- _Trecho selecionado_:
==========
Diferenças regionais importantes precisam ser lembradas, salientando a epidemia da região sul, na qual observa-se aproximadamente 30 casos/100 mil hab nos últimos 10 anos (versus 20,7/100 mil habitantes na média nacional dos últimos 10 anos). Porto Alegre apresentou taxa de 74,0 casos/100 mil habitantes em 2015, valor correspondente ao dobro da taxa do Rio Grande do Sul e a quase quatro vezes a taxa do Brasil. Diversos aspectos podem levar a uma reemergência e recrudescimento da epidemia no Brasil, entre eles: diagnóstico tardio; grande contingente de pessoas que desconhecem seu status sorológicos; taxas de prevalência do HIV acima dos 5% em regiões com alto grau de urbanização; altas prevalências entre populações específicas; perda de seguimento clínico de importante percentual dos pacientes em HAART; e uma mortalidade por Aids elevada e persistente.

Abrasco: Que elementos deveria conter a urgente retomada de uma agenda de pesquisa em HIV/AIDS?

Monica Malta: Contínuo financiamento de Pesquisas voltadas para populações chave, aos moldes das atuais pesquisas RDS com profissionais do sexo, homossexuais masculinos e mulheres transexuais e travestis; elaboração de editais que permitam o estabelecimento de coortes, objetivando estudar de forma mais aprofundada aspectos comportamentais, sociais, estruturais que permeiam as respostas individuais e coletivas frente a epidemia de HIV/Aids; estabelecimento de linhas de pesquisa voltadas para estudos que possibilitem a melhor compreensão de aspectos comportamentais, sociais e estruturais de grupos mais vulneráveis, objetivando a elaboração, implementação e posterior avaliação de intervenções voltadas para prevenção do HIV/Aids ou acolhimento e retenção de pacientes em tratamento.

Abrasco: Como recuperar perspectivas mais amplas de prevenção, que englobem aspectos culturais, sociais e especificidades dos diversos grupos acessados?

Monica Malta: É importante incorporar estratégias cientificamente embasadas, mas que estejam pautadas por aspectos relacionados aos direitos humanos, perspectiva de gênero, respeito às características sociais, culturais e estruturais de cada grupo acessado. Este mosaico de ações deve ser elaborado por meio de uma parceria e diálogo constante entre sociedade civil, academia, gestores, profissionais de saúde e grupos mais afetados.

Abrasco: Uma das alternativas para ampliar a assistência ao tratamento para HIV/Aids defendida pelo Ministério da Saúde foi a recomendação de alocar o cuidado e o tratamento de pessoas com HIV nos serviços de Atenção Primária. Quais os pontos positivos e negativos dessa estratégia?

Monica Malta: A Atenção Primária costuma apresentar carência de equipes multiprofissionais, vínculos precários de contratação, alta rotatividade de profissionais e infraestrutura muitas vezes inadequada. A grande maioria dos médicos não possui formação nem experiência no atendimento de pessoas vivendo com HIV/Aids, manejo dos diferentes esquemas terapêuticos e intercorrências. Pessoas vivendo com HIV/Aids em tratamento contínuo apresentam necessidades diferenciadas relacionadas ao uso prolongado de ARV, aliado aos agravos relacionados com o envelhecimento desses pacientes, como a maior prevalência de neoplasias e doenças cardiovasculares, de tratamento e manejo mais complexos do que na população em geral.
==========
Itens de dados:
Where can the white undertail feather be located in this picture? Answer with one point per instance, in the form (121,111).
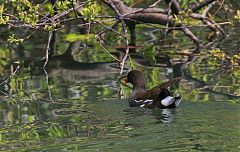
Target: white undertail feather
(168,101)
(178,100)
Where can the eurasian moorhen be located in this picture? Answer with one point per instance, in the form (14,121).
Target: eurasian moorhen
(158,96)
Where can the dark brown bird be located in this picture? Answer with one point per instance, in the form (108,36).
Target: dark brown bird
(158,96)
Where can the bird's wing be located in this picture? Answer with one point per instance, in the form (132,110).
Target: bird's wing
(169,83)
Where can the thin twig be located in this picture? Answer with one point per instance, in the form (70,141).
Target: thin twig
(47,81)
(48,48)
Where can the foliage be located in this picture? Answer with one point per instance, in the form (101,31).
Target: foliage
(237,16)
(3,19)
(91,11)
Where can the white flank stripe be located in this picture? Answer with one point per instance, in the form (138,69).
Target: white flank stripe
(168,101)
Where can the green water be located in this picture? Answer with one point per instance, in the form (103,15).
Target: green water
(75,105)
(88,116)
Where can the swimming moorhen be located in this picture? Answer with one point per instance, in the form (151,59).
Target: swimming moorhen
(157,97)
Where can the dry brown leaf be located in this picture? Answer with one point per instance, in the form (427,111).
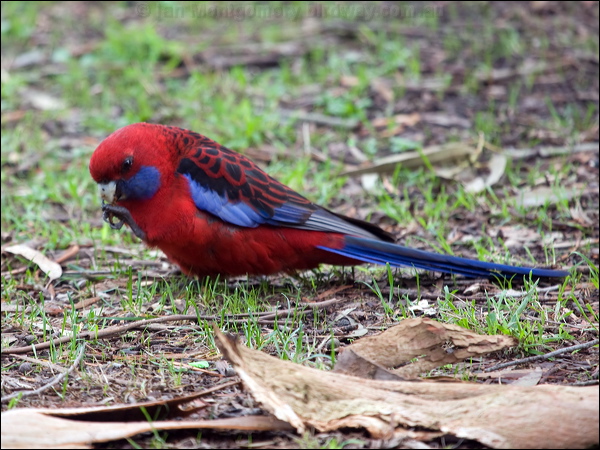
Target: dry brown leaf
(51,268)
(82,427)
(495,415)
(435,154)
(544,195)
==========
- _Aplique a leitura_:
(A) Responda, com base no trecho sobre HIV/Aids, às perguntas abaixo.
(i) Qual taxa de casos Porto Alegre apresentou em 2015?
(ii) Com quais grupos são feitas as atuais pesquisas RDS citadas como modelo?
(iii) Entre quais participantes deve haver parceria e diálogo constante para elaborar o mosaico de ações?
(B) Imprima, sem nenhuma alteração, tudo o que vai de "Monica Malta: É" até "grupos mais afetados." no trecho sobre HIV/Aids.

- _Respostas esperadas_:
(A)
(i) 74,0 casos/100 mil habitantes.
(ii) Com profissionais do sexo, homossexuais masculinos e mulheres transexuais e travestis.
(iii) Entre sociedade civil, academia, gestores, profissionais de saúde e grupos mais afetados.

(B)
Monica Malta: É importante incorporar estratégias cientificamente embasadas, mas que estejam pautadas por aspectos relacionados aos direitos humanos, perspectiva de gênero, respeito às características sociais, culturais e estruturais de cada grupo acessado. Este mosaico de ações deve ser elaborado por meio de uma parceria e diálogo constante entre sociedade civil, academia, gestores, profissionais de saúde e grupos mais afetados.